Selected extract:

IN discussing such a proposal as that of the co-education of the sexes it is very desirable first of all to realise clearly what it is that we want the thing to do. The thing might be upheld for quite opposite reasons. It might be supposed to increase delicacy or to decrease it. It might be valued because it was a sphere for sentiment or because it was a damper for sentiment. My sympathies would move me in a discussion entirely according to what difference its upholders thought it would make. For myself, I doubt whether it would make much difference at all. Everyone must agree with co-education for very young children; and I cannot believe that even for elder children it would do any great harm. But that is because I think the school is not so important as people think it nowadays. The home is the really important thing, and always will be. People talk about the poor neglecting their children; but a little boy in the street has more traces of having been brought up by his mother than of having been taught ethics and geography by a pupil teacher. And if we take this true parallel of the home we can see, I think, exactly what co-education can do and what it cannot do. The school will never make boys and girls ordinary comrades. The home does not make them that. The sexes can work together in a school-room just as they can breakfast together in a breakfast-room; but neither makes any difference to the fact that the boys go off to a boyish companionship which the girls would think disgusting, while the girls go off to a girl companionship which the boys would think literally insane. Co-educate as much as you like, there will always be a wall between the sexes until love or lust breaks it down. Your co-educative playground for pupils in their teens will not be a place of sexless camaraderie. It will be a place where boys go about in fives sulkily growling at the girls, and where the girls go about in twos turning up their noses at the boys.
Now if you accept this state of things and are content with it as the result of your co-education, I am with you; I accept it as one of the mystical first facts of Nature. I accept it somewhat in the spirit of Carlyle when somebody told him that Harriet Martineau had “accepted the Universe”, and he said, “By God, she’d better.” But if you have any idea that co-education would do more than parade the sexes in front of each other twice a day, if you think it would destroy their deep ignorance of each other or start them on a basis of rational understanding, then I say first that this will never happen, and second that I (for one) should be horribly annoyed if it did.

Information given:
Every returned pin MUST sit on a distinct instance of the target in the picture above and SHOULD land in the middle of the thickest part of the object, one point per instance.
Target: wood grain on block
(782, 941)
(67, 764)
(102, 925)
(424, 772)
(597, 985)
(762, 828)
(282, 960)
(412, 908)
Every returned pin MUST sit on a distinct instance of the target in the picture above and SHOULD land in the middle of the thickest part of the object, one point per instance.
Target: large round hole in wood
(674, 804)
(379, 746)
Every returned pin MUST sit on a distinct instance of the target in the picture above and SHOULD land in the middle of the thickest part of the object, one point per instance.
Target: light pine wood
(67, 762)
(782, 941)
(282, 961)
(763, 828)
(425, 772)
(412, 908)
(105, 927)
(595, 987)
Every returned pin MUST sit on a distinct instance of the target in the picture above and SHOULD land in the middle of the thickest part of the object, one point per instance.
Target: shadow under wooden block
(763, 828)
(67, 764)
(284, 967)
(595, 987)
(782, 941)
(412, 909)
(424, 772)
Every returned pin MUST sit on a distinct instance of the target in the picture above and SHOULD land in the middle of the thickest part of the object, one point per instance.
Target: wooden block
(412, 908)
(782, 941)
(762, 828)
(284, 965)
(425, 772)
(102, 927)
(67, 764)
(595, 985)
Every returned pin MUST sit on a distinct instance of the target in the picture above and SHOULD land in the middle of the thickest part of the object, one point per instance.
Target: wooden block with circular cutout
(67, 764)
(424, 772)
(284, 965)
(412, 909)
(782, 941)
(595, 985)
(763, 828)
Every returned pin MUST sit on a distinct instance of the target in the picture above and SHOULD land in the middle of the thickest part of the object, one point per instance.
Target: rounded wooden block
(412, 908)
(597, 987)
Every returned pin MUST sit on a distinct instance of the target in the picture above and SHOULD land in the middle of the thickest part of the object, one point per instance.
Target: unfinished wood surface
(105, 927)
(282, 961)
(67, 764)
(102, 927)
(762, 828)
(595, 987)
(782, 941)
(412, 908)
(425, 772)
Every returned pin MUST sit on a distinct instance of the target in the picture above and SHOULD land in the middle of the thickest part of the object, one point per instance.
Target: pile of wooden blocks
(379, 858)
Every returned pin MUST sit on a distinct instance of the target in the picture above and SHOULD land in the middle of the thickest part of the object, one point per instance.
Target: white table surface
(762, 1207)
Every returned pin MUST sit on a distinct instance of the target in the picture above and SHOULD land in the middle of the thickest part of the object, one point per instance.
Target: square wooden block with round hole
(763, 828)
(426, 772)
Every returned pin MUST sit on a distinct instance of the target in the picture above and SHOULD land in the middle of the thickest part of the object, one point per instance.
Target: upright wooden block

Written instruction A:
In the essay on co-education, why does the writer doubt that co-education would make much difference? Answer in one to three sentences.
Written instruction B:
Please continue the essay on co-education from its last sentence.

Task response A:
The writer believes the school matters far less than people now assume, because the home is the really important thing and always will be. A child in the street shows more traces of his mother's upbringing than of any lessons from a pupil teacher. So sharing a schoolroom changes the sexes no more than sharing a breakfast-room does.

Task response B:
I can reach my meaning best by another route. Very few people ever state properly the strong argument in favour of marrying for love or against marrying for money. The argument is not that all lovers are heroes and heroines, nor is it that all dukes are profligates or all millionaires cads. The argument is this, that the differences between a man and a woman are at the best so obstinate and exasperating that they practically cannot be got over unless there is an atmosphere of exaggerated tenderness and mutual interest. To put the matter in one metaphor, the sexes are two stubborn pieces of iron; if they are to be welded together, it must be while they are red-hot. Every woman has to find out that her husband is a selfish beast, because every man is a selfish beast by the standard of a woman. But let her find out the beast while they are both still in the story of “Beauty and the Beast”. Every man has to find out that his wife is cross — that is to say, sensitive to the point of madness: for every woman is mad by the masculine standard. But let him find out that she is mad while her madness is more worth considering than anyone else’s sanity.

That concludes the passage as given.